Passage provided:
——
4. Capacity Estimation and Constraints

  • Let’s assume that we have 500M total users, and 100M daily active users (DAU).
  • Let’s assume that on average each user connects from three different devices.
  • On average if a user has 200 files/photos, we will have 100 billion total files.
  • Let’s assume that average file size is 100KB, this would give us ten petabytes of total storage. 100B * 100KB => 10PB
  • Let’s also assume that we will have one million active connections per minute.

5. High Level Design

  • client
  • block server -> cloud storage
  • metadata serve -> metadata storage
  • synchronization server

6. Component Design

a. client

- upload and download files - detect fiel changes in the workspace folder - handle conflict due to offline or ocncurrent updates

优化:

  • 如何高效传输?文件分块,部分更新的话可以节省带宽
  • 本地需要保存远信息么?需要,可以离线更新
  • 客户端如何监听其他客户端更新。http 长轮询

可以把客户端分成 4 个部分:

  • internal metadata database
  • chunker
  • watcher
  • indexer

b. metadata database

存储四个对象信息:chunks, files, users, devices

c. synchronization service

同步其他客户端和 server 信息。

d. message queing service

  • request queue: clients requests to update metadata database sent to request queue first
  • response queue: delivering the update messages to each client

e. cloud/block storage

stores chunks of files uploaded by the users

7. File Processing Workflow

  1. Client A uploads chunks to cloud storage.
  2. Client A updates metadata and commits changes.
  3. Client A gets confirmation, and notifications are sent to Clients B and C about the changes.
——
Stored records:
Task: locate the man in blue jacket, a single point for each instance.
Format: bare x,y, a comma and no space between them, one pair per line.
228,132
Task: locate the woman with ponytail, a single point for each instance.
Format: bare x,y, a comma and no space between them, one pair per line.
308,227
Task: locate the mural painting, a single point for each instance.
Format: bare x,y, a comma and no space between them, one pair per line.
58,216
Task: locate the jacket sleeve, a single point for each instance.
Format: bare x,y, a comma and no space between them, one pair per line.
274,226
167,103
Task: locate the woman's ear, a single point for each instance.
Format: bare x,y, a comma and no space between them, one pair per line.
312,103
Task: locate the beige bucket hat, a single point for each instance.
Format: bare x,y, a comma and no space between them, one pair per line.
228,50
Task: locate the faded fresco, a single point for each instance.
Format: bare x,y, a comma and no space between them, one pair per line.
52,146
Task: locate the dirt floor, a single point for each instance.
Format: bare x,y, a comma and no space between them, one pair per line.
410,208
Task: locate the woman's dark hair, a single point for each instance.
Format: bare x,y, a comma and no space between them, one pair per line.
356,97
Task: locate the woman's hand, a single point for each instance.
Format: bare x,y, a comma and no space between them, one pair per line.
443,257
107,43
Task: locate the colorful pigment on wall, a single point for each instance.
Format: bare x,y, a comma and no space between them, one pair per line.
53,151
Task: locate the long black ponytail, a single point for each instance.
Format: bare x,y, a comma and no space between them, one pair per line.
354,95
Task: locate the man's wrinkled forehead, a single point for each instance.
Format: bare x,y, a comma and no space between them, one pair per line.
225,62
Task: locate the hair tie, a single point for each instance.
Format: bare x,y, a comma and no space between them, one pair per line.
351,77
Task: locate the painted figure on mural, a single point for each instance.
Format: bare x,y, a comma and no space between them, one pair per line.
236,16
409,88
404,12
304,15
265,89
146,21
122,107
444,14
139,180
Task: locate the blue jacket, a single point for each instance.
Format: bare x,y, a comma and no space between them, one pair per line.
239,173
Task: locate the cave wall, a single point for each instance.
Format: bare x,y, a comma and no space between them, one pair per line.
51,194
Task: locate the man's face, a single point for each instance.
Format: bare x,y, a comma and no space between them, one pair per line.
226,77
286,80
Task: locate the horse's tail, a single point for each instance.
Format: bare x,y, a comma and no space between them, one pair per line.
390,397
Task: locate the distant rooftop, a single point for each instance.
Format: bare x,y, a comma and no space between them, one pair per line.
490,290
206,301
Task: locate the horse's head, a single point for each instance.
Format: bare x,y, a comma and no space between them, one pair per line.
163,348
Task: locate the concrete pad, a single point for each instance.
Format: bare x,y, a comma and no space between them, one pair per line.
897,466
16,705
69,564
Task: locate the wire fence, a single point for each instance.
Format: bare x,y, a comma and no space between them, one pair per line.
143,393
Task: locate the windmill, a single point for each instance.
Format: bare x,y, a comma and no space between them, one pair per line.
——
Required work:
1. Translate this sentence from the storage design notes into Spanish: "Let’s assume that on average each user connects from three different devices."
2. Write out everything in the storage design notes from "e. cloud/block storage" down to "and commits changes.".
The items are material separate from the storage design notes.

Solutions to the problems:
1. Supongamos que, en promedio, cada usuario se conecta desde tres dispositivos diferentes.

2.
e. cloud/block storage

stores chunks of files uploaded by the users

7. File Processing Workflow

  1. Client A uploads chunks to cloud storage.
  2. Client A updates metadata and commits changes.